Exercise goal — Your task is to transcribe the data in full.
*** The data ***
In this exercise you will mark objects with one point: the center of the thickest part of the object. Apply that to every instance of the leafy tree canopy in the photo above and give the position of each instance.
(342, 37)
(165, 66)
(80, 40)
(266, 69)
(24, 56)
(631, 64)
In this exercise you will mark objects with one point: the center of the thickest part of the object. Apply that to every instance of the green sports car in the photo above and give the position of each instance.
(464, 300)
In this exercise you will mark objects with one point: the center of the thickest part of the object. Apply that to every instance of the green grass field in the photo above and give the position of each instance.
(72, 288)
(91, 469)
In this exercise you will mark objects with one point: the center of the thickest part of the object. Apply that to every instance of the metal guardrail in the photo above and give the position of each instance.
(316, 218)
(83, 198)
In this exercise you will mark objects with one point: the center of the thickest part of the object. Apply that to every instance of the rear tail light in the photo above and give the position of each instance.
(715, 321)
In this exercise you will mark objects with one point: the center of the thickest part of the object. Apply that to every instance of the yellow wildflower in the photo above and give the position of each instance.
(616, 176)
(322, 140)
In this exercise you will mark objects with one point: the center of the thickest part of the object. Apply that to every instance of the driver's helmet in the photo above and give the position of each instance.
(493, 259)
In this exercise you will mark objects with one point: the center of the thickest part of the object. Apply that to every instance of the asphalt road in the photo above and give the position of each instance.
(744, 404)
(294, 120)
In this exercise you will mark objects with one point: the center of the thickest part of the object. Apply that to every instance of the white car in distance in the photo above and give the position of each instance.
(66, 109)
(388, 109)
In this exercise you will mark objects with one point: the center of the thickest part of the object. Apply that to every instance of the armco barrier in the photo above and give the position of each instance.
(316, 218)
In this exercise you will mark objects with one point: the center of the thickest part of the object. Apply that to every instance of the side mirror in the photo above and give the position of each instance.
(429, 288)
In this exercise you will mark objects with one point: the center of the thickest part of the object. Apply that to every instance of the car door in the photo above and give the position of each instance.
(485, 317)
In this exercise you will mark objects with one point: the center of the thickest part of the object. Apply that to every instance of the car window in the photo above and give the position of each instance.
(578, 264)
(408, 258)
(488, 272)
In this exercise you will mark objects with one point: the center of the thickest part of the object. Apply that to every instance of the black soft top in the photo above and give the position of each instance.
*** End of The data ***
Task answer —
In this exercise you will mark objects with one point: the center of the thickest part of the object. Apply that to every instance of the leafy tree canopy in the photo above and give the position of each instance.
(342, 37)
(165, 66)
(80, 40)
(266, 69)
(24, 56)
(631, 64)
In this exercise you will mark objects with one point: the center of the thickest part of the object. Apply that to every instance of the green sports car in the photo above and give the position of each instance.
(464, 300)
In this exercise you will mark objects with one point: the center of the thickest part of the object. Apply that to every instance of the green grass field in the photo above and give the position of each instance.
(72, 288)
(91, 469)
In this exercise you will mark objects with one point: the center of the thickest part of the object. Apply that to every instance of the metal guardrail in the photo above and give the position of each instance.
(316, 218)
(83, 198)
In this exercise you will mark objects with one point: the center of the thickest part of the object. Apply that to every instance of the rear tail light in the photo above and give the position of each instance.
(715, 321)
In this exercise you will mark objects with one point: the center of the thickest part of the object. Apply that to every instance of the yellow wildflower in the photo above and give the position of each instance.
(616, 176)
(322, 140)
In this exercise you will mark objects with one point: the center of the thickest part of the object. Apply that to every instance of the driver's helmet in the photo above and give the position of each instance.
(493, 259)
In this exercise you will mark objects with one point: the center of the thickest part of the object. Apply that to every instance of the asphalt road in the photo above and give the position of each instance.
(744, 404)
(294, 120)
In this exercise you will mark objects with one point: the center of the thickest part of the object. Apply that to every instance of the white car in distance in the photo above and give the position of each instance.
(66, 109)
(388, 109)
In this exercise you will mark objects with one point: the center of the thickest part of the object. Apply that to every instance of the armco barrier in the photo above and give the position of each instance.
(316, 218)
In this exercise you will mark objects with one point: the center of the thickest part of the object. Apply that to every instance of the side mirror in the photo above and give the position of each instance.
(429, 288)
In this exercise you will mark objects with one point: the center of the thickest part of the object. Apply that to every instance of the car door in the photo above and give the position of each instance.
(485, 317)
In this exercise you will mark objects with one point: the center of the thickest part of the object. Apply that to every instance of the car window in the photo above and give the position of each instance.
(578, 264)
(408, 258)
(488, 272)
In this exercise you will mark objects with one point: the center of the thickest part of the object. Apply that to every instance of the black soft top in the photo above and give the position of each instance.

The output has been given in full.